[Listed entries]
____
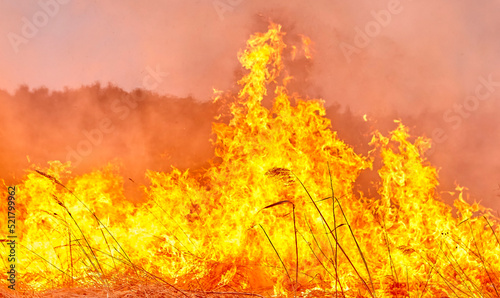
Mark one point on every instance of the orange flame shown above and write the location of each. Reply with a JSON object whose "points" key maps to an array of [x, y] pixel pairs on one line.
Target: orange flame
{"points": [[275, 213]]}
____
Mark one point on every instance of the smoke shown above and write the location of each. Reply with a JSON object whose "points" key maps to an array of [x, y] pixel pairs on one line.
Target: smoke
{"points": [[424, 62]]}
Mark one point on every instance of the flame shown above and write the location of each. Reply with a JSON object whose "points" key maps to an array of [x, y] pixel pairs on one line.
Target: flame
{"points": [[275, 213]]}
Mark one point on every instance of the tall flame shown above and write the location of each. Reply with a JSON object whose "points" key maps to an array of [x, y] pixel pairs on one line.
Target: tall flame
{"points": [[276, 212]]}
____
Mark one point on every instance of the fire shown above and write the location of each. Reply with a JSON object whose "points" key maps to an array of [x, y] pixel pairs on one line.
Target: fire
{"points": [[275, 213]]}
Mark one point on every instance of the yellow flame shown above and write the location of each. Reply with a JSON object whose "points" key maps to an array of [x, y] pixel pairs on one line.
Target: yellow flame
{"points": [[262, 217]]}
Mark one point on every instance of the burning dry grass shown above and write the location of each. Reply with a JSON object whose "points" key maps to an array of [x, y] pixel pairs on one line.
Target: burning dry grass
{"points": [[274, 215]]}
____
Find each line in the material above that contains the string "burning" and copy those lines out. Case counts, so only matches with the same capitalization qualify.

Mark one point on every instance of the burning dry grass shown above and write the location of each. Reply with a JSON object whose "points" key maps to an array of [x, y] pixel pairs on one line.
Target: burning dry grass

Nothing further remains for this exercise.